* [WRITTEN TASKS]
1. In the email about split capabilities, what might the person coding the garage entrance object assume is an error?
2. Write the next part of the email about split capabilities, picking up after its last line.

* [EXCERPTED TEXT]
▬▬▬▬▬▬
Split Capabilities: Making Capabilities Scale

Karp, Alan alan_karp@hp.com
Fri, 28 Jul 2000 09:09:11 -0700


> -----Original Message-----
> From: Ralph Hartley [mailto:hartley@AIC.NRL.Navy.Mil]
> Sent: Friday, July 28, 2000 6:06 AM
> To: e-lang@eros-os.org
> Subject: Re: Split Capabilities: Making Capabilities Scale
> 
> 
> > There seems to be some confusion as to what I'm talking 
> about.  There is an
> > object O with some interface.  There are facets of O that represent
> > thinnings of that interface.  I agree there is no problem 
> if the programmer
> > of some other object knows the interface to O.  If the 
> programmer only knows
> > a facet of O, he may not be able to correctly code his object.
> 
> Why not? A facet of an object, like an object itself only needs to
> fulfill its contract. The user of the facet (or object) makes an error
> if he assumes anything about its behavior that is not specified by the
> contract. Are you claiming that an object's contract must COMPLETELY
> specify its behavior?

I don't believe that I can always write a correct program unless I
understand the contract of the object completely.  As I said, the person
coding the garage entrance object may assume it's an error if a non-empty
garage becomes empty.  In fact, given knowledge only of the facet and not
the object, and thinking of the facet as an object, that's exactly the kind
of boundary checking that good programmers do.

> 
> For instance the contract for the "do" method might state "The do
> method changes the value of getX(). Immediately after its execution
> the value of getX() is different than immediately before. Any side
> effects of changing this object (if any) are guaranteed to take
> place."
▬▬▬▬▬▬
[Stored data]

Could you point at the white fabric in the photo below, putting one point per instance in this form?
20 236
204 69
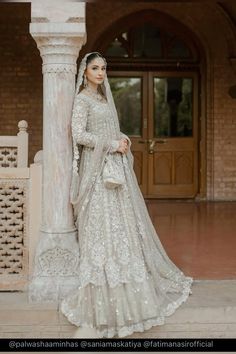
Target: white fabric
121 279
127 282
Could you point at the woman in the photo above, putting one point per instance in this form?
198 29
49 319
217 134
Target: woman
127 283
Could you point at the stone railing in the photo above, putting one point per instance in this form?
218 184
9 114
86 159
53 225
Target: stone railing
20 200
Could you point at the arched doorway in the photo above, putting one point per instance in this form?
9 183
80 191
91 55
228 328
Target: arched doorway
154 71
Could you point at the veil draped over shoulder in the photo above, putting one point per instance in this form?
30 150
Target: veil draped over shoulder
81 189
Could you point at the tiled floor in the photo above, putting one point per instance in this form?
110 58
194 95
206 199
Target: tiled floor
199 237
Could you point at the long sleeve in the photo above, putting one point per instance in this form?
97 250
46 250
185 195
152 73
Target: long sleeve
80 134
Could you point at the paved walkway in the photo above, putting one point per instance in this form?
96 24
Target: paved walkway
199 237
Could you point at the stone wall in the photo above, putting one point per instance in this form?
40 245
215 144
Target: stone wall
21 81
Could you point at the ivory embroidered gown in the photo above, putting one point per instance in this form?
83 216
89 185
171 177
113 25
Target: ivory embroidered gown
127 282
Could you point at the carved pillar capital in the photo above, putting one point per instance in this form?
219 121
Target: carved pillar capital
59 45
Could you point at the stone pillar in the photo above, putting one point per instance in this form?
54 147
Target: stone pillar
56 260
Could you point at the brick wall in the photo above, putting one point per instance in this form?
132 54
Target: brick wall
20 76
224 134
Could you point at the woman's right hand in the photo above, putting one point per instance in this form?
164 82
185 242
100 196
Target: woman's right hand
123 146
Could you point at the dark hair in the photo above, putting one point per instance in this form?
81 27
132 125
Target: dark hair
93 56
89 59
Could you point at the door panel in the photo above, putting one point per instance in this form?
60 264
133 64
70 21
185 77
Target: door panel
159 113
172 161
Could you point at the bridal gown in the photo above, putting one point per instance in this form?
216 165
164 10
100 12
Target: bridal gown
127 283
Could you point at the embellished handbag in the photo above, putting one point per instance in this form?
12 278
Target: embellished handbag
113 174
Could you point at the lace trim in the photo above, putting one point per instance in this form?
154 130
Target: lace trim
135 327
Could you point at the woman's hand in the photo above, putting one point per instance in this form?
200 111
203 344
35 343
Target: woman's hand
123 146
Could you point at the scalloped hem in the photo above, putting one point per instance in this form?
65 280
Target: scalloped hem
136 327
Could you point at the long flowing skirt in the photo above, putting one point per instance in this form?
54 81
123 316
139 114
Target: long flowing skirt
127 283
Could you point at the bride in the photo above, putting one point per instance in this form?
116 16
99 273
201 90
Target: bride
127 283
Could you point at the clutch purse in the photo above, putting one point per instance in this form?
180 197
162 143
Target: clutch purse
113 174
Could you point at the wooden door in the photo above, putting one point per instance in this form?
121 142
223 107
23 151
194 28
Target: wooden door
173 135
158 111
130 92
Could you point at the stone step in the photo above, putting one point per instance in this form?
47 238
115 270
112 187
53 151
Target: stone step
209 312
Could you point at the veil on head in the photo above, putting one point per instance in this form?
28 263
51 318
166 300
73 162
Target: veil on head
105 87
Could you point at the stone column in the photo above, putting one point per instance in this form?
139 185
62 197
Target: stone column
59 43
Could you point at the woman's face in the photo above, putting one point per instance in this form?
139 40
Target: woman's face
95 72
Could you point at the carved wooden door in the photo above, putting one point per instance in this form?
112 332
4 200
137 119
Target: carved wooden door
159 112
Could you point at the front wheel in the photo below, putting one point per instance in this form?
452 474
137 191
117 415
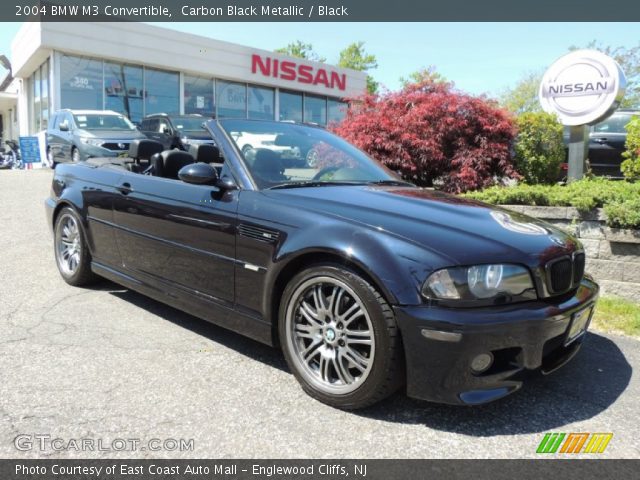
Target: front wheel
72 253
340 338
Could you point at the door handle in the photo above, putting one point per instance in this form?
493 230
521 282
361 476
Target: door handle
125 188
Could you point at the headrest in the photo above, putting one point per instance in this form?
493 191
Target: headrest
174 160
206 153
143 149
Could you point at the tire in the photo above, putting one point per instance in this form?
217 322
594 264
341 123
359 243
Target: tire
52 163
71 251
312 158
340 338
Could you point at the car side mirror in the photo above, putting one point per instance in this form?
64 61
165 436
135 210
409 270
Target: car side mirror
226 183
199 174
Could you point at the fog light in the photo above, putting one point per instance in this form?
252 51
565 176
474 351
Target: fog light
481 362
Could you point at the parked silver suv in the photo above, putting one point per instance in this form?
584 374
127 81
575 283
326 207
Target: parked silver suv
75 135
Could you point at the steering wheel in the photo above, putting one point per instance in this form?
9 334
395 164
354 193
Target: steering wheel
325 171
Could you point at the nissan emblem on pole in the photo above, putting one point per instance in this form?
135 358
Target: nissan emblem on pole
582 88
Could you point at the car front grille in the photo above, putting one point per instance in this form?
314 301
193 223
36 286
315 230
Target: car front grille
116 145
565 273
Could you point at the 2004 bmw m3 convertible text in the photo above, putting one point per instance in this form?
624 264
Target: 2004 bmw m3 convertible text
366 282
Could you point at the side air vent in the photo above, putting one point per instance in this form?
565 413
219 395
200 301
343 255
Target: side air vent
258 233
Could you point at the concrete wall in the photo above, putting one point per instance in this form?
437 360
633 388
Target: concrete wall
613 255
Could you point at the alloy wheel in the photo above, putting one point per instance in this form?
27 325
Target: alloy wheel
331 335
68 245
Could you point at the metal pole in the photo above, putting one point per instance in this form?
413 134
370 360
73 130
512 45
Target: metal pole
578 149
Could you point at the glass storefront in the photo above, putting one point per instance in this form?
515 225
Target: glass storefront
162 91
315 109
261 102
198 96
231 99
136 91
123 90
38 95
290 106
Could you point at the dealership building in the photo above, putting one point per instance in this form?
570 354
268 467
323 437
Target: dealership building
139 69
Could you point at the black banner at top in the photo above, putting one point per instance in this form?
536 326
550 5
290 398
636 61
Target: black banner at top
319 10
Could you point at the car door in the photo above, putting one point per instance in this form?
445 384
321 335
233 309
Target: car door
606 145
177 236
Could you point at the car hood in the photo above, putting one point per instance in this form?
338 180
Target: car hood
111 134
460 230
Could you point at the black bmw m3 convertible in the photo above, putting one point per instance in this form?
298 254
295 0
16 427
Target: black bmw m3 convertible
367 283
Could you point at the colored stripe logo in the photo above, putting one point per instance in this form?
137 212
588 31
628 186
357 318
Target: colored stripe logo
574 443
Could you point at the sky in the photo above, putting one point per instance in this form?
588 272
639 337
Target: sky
▬▬▬▬▬▬
* [ANSWERS TO THE TASKS]
1. That a non-empty garage becomes empty.

2.
This definition is vacuous (For all I know, do() could be taking the square
root.) and would not let von Braun use the object to count down to launch.
He could if the definition was "The do method decreases the value of the
count by 1.  Launch occurs when the count reaches 0.".  (I'm purposely
avoiding getX().)  If this is the definition of the object, not just von
Braun's facet, we're done.  However, if someone else holds a facet that can
increment the count of this object, the definition would have to include
"There is also a method that increases the value of the count."  Without
this information, von Braun might assume a failure to launch was related to
an error in the behavior of the countdown object instead of a launch delay
imposed by someone else increasing the count.

> 
> Given that contract there are some inferences one can make about the
> behavior of the object. One can not however predict the actual value.
> The contract also does not say that the value will not change at other
> times.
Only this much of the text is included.